───── INFORMATION GIVEN ─────
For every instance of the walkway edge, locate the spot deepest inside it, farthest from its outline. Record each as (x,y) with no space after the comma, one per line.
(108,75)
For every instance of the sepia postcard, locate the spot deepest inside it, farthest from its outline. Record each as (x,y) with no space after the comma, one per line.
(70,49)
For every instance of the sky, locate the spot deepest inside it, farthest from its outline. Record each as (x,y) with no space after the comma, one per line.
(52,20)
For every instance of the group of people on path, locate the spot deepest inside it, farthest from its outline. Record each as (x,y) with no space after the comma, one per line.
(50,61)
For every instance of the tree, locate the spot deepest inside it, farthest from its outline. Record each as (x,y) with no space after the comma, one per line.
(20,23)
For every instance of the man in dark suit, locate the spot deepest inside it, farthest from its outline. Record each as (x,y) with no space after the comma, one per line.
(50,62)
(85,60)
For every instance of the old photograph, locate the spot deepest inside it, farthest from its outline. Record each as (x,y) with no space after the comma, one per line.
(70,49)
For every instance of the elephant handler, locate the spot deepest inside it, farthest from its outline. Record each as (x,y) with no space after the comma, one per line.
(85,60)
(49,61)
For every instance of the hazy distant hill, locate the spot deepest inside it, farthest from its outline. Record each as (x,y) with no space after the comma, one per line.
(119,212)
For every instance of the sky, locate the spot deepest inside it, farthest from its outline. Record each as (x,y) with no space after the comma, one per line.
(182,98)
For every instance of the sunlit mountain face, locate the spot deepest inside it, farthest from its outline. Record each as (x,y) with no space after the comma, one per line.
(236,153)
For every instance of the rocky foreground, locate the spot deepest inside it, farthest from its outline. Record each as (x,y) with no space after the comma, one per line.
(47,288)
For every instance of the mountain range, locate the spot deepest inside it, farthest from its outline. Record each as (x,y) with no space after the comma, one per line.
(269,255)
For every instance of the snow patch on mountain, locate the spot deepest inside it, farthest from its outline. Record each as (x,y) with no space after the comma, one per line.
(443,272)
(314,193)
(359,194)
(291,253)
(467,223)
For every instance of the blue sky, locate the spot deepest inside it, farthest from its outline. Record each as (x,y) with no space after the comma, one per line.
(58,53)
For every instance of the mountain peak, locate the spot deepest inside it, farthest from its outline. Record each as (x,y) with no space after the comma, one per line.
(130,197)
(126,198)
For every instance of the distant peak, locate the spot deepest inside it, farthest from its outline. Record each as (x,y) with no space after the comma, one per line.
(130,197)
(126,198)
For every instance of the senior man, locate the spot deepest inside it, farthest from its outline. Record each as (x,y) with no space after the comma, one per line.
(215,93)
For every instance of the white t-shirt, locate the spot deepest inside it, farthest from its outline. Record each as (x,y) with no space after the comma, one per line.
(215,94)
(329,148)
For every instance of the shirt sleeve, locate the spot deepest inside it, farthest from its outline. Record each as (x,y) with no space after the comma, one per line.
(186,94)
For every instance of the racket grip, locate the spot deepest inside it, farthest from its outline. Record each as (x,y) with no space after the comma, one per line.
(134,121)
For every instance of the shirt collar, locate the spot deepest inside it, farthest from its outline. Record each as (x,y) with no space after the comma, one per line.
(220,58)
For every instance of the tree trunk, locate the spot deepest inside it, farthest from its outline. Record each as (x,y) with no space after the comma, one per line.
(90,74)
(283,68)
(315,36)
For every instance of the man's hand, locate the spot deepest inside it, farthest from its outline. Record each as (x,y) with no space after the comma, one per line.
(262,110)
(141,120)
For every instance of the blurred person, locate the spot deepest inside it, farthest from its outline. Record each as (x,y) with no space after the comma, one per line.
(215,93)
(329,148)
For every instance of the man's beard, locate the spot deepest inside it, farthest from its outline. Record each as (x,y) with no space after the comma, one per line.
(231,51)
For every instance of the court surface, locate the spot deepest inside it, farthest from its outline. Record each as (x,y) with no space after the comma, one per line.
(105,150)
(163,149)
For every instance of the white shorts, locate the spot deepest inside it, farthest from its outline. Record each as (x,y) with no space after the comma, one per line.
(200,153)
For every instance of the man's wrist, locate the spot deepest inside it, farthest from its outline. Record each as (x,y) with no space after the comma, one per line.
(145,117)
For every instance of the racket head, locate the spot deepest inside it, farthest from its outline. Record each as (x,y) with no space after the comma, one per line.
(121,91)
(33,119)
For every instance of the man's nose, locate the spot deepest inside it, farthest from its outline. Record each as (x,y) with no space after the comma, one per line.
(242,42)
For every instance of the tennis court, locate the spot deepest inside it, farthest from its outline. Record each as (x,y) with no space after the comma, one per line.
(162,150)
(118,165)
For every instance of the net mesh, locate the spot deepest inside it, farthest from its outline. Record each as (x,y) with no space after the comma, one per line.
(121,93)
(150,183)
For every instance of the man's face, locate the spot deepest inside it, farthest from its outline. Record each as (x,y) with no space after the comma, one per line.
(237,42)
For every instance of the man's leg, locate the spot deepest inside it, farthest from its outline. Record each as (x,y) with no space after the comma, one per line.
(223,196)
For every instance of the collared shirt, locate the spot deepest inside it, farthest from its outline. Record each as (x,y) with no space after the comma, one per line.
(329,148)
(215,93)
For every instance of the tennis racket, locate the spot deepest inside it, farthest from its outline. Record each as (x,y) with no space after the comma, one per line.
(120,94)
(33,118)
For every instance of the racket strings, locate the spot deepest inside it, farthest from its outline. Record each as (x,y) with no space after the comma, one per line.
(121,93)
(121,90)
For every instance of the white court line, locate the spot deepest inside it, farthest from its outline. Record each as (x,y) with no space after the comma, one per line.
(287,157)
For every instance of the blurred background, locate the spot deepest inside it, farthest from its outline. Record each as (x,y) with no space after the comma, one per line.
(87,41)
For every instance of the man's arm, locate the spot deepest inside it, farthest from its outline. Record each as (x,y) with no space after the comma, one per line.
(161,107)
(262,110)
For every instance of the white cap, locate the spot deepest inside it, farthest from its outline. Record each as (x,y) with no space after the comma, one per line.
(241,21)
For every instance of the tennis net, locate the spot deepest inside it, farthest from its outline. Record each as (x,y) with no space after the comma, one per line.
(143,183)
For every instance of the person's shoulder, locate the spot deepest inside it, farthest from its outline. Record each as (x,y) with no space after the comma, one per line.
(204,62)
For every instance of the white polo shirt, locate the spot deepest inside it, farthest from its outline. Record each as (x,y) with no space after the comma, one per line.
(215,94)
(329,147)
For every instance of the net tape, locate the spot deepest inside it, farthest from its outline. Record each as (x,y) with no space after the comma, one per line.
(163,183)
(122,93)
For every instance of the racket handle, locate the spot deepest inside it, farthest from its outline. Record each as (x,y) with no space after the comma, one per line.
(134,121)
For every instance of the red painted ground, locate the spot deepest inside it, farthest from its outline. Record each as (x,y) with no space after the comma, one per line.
─────
AIM
Write out every line of the material above without changing anything.

FULL SOLUTION
For every instance of the walkway edge, locate the spot deepest inside it, farthest from its outline. Record each as (x,y) with no space after the comma, one per line.
(108,75)
For every instance of the sepia postcard, locate the spot deepest inside it, farthest from its outline. Record each as (x,y) with no space after the comma, one per line.
(70,49)
For every instance of the sky, locate the spot deepest inside it, farthest from its outline. Record each as (x,y) with no space after the comma, one per line.
(52,20)
For every instance of the group of people on path, locate the spot deepest inside it, farthest from its outline. Record each as (x,y) with no space after the comma, one per line.
(50,61)
For every instance of the tree, locate the spot deepest inside it, farthest from its outline. Record each as (x,y) with no space after the comma, one per line.
(20,23)
For every instance of the man in dark suit, locate the spot deepest inside it, farthest from its outline. Record each as (x,y) with no space after the comma, one per line.
(50,62)
(85,60)
For every instance of the old photograph, locate the spot deepest inside it, farthest from its outline. Record each as (x,y) with no space after the comma, one per line.
(70,49)
For every instance of the elephant handler, locate the spot deepest inside it, farthest from its outline. Record each as (x,y) with no space after the comma, one per line.
(85,60)
(49,61)
For every instance of the hazy distant hill, locate the spot deepest inside it, farthest from its outline. Record each as (x,y) with no space after the comma, one per line.
(119,212)
For every instance of the sky, locate the spot deepest inside it, farthest from its outline. Record each as (x,y) with no space after the comma, one per line.
(182,98)
For every instance of the sunlit mountain face, locate the spot deepest inside it, farthest from its outline. Record each as (x,y) with no space after the comma, one per line.
(236,153)
For every instance of the rocky foreground, locate the spot deepest inside it, farthest from its outline. Record each as (x,y) with no space after the comma, one per line.
(47,288)
For every instance of the mountain range, locate the spot deepest inside it, farthest from its outline. Record each as (x,y) with no space after the comma, one per line.
(269,255)
For every instance of the snow patch on mountain, locate the spot deepest inside it, farthest from its outline. Record each as (x,y) with no space after the comma, one per line.
(443,272)
(314,193)
(359,194)
(291,253)
(467,223)
For every instance of the blue sky, locate the spot deepest inside it, farthest from its outline. Record each as (x,y) with no space after the comma, one per line.
(58,53)
For every instance of the mountain peak, locate the spot deepest inside it, farthest from its outline. Record each as (x,y) with no space after the comma, one per line.
(130,197)
(126,198)
For every instance of the distant peak, locate the spot deepest inside it, farthest from its outline. Record each as (x,y) with no space after the comma, one per line.
(130,197)
(126,198)
For every instance of the senior man, locate the spot deepest inside it, farthest from its outline. Record each as (x,y) with no space after the comma, one per line.
(215,93)
For every instance of the white t-shirt, locate the spot deepest inside it, farthest from its outline. Record each as (x,y) with no space after the comma, one per line.
(215,94)
(329,148)
For every instance of the shirt sleeve, locate the spot deepest inside it, farthest from its outline. Record each as (x,y) with no space after the comma, one per line.
(186,94)
For every instance of the racket grip, locate the spot deepest inside it, farthest from its outline. Record each as (x,y) with no space after the comma, one per line.
(134,121)
For every instance of the shirt collar, locate the spot deepest inside it, farthest from its outline. Record each as (x,y) with no space after the comma, one per line.
(220,58)
For every instance of the tree trunk, locate the spot deepest inside it, farthest from its outline. Record each as (x,y) with no space after the comma, one per line.
(90,74)
(283,68)
(315,36)
For every instance of the man's hand, locate the spot deepest inside it, farthest from its outline. Record each as (x,y) with no space after the comma, one per line.
(262,110)
(141,120)
For every instance of the blurred person, locate the spot deepest inside it, farthest from its outline. Record each as (x,y) with no space after the comma, one per line.
(215,93)
(329,148)
For every instance of the man's beard, locate the spot deepest inside it, farthest from its outline. Record each as (x,y) with no space after the comma, one per line.
(231,51)
For every instance of the court surface, locate the spot deepest inside it, farthest from its outline. Record each as (x,y) with no space after the comma, one per line.
(105,150)
(163,149)
For every instance of the white shorts, locate the spot deepest inside it, farthest from its outline. Record each as (x,y) with no space after the comma, one per line.
(200,153)
For every instance of the man's wrist, locate the spot deepest inside it, farthest from its outline. Record each as (x,y) with no space after the comma, one per line.
(145,117)
For every instance of the racket head, locate the spot deepest inside it, farthest from its outline. Record each as (x,y) with no space after the comma, one per line.
(121,91)
(33,119)
For every instance of the man's nose, locate the spot deepest inside it, farthest from its outline. Record each as (x,y) with no space after the comma, one per line.
(242,42)
For every instance of the tennis court, locate the spot deepest inside it, farthest from its outline. Record each as (x,y) with no space after the comma, one per line.
(162,150)
(118,165)
For every instance of the net mesh, locate the spot deepest inside it, farthest from its outline. Record each as (x,y) with no space after the comma, one per line.
(121,93)
(150,183)
For every instance of the man's face, locate the spot deepest inside it, farthest from its outline. Record each as (x,y) with no space after the comma, one per line.
(237,42)
For every instance of the man's leg, locate the spot deepest inside it, farthest from its outline. Record each as (x,y) with no space after the comma, one per line.
(223,196)
For every instance of the collared shirt, locate the spot deepest inside it, farthest from its outline. Record each as (x,y) with no space after the comma, one per line.
(329,148)
(215,93)
For every instance of the tennis racket, locate the spot deepest inside it, farthest from its outline. Record each as (x,y) with no space after the comma, one per line.
(120,94)
(33,118)
For every instance of the racket strings, locate the spot deepest inside it, farthest from its outline. Record each as (x,y) with no space after the comma, one per line.
(121,93)
(121,90)
For every instance of the white court line, locate the spot deepest inside it, farthest from its outline. Record each as (x,y) with no space after the comma, one per line.
(287,157)
For every instance of the blurred background, locate the spot deepest inside it, farthest from its outline. Record each as (x,y) with no space after the comma, one per line.
(87,41)
For every instance of the man's arm, locate the spot deepest inside it, farthest from its outline. Record each as (x,y) with no space after the comma, one per line.
(161,107)
(262,110)
For every instance of the white cap, locate the spot deepest inside it, farthest from its outline. Record each as (x,y) with no space after the comma, one per line.
(241,21)
For every instance of the tennis net, locate the spot deepest inside it, farthest from its outline. Record each as (x,y) with no space after the comma, one per line.
(143,183)
For every instance of the person's shoulder, locate the spot deepest inside it, farthest from its outline. Record each as (x,y) with no space after the comma, one per line.
(204,62)
For every instance of the white polo shirt, locate the spot deepest inside it, farthest from its outline. Record each as (x,y) with no space after the comma, one per line.
(215,94)
(329,147)
For every instance of the net tape, locate the spot deepest inside it, farthest from its outline. Record each as (x,y) with no space after the comma, one per line.
(163,183)
(122,93)
For every instance of the racket handle, locate the spot deepest inside it, farthest from its outline. Record each as (x,y) with no space after the comma, one per line.
(134,121)
For every instance of the red painted ground, locate the spot deepest inside it, farthest from its outline. Record each as (x,y) with no space after the comma, one per line.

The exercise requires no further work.